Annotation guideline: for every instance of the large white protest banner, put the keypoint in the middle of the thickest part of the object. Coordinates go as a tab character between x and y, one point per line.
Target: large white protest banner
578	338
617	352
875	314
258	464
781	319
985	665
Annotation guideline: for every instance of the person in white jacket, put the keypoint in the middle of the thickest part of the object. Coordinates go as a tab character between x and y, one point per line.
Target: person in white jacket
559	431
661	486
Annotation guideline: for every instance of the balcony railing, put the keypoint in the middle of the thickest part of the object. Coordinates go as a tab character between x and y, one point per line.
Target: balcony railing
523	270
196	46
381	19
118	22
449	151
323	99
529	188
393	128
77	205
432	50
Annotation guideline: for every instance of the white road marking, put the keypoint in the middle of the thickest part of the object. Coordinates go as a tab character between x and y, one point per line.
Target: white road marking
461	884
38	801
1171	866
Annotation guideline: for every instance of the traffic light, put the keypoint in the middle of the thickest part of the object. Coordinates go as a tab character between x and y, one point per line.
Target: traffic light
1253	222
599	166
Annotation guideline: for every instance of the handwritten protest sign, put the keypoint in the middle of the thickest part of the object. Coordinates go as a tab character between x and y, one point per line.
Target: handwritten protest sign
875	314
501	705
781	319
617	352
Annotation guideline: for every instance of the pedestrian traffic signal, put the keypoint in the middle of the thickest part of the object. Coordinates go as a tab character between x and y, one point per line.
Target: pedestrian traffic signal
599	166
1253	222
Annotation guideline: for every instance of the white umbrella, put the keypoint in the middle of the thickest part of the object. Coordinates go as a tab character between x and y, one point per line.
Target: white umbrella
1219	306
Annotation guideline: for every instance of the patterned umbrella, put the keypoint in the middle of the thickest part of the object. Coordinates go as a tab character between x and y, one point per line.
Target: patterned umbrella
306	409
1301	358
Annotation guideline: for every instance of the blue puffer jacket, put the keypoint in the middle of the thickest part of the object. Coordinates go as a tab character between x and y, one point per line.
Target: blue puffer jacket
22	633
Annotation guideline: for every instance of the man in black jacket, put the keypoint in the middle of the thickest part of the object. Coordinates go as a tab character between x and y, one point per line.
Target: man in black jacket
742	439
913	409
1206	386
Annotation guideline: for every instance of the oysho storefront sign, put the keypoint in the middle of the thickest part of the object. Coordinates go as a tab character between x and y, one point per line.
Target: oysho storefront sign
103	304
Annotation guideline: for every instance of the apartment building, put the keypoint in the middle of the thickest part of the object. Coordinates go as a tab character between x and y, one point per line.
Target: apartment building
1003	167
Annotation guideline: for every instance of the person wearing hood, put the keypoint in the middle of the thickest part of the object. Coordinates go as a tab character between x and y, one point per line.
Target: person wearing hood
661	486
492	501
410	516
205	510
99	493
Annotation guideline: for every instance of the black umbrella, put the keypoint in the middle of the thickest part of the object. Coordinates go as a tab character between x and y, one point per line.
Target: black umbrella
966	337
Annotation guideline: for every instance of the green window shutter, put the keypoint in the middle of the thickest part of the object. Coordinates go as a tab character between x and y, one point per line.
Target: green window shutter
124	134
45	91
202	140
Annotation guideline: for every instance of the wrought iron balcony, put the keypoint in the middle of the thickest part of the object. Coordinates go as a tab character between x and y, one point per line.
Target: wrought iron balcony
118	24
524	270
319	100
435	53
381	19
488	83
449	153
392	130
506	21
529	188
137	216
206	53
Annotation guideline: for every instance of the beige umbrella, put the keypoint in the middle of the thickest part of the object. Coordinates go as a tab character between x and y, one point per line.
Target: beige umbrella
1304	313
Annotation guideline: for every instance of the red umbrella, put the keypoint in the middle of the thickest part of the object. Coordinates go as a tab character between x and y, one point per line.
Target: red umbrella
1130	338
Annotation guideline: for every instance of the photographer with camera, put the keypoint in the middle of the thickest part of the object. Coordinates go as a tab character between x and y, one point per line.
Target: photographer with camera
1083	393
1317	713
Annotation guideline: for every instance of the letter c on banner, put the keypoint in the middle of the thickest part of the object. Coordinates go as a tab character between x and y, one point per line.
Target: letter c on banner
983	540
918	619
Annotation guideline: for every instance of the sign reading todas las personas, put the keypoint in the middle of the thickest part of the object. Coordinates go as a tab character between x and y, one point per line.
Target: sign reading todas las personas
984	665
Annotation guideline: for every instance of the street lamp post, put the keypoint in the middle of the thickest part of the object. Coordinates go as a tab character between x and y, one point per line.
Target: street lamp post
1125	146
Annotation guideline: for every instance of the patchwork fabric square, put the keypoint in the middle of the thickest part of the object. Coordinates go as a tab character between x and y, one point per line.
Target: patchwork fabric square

━━━━━━

Take the line that contains "Annotation guideline: for every instance of the street" and each line after it down to the last of the records, and retype them exactly; add nothing else.

### ANSWER
Annotation guideline: for every instance of the street lamp post, put the keypoint in the middle of the thickest part of the object. Coordinates go as a tab character between x and y, one point per line.
Target: street lamp post
1125	146
Annotation guideline: for every instance of the patchwork fabric square, put the keypoint in the middle of the thickest part of the object. Coordinates go as a tab character between x and y, one point per line.
Target: patchwork fabric square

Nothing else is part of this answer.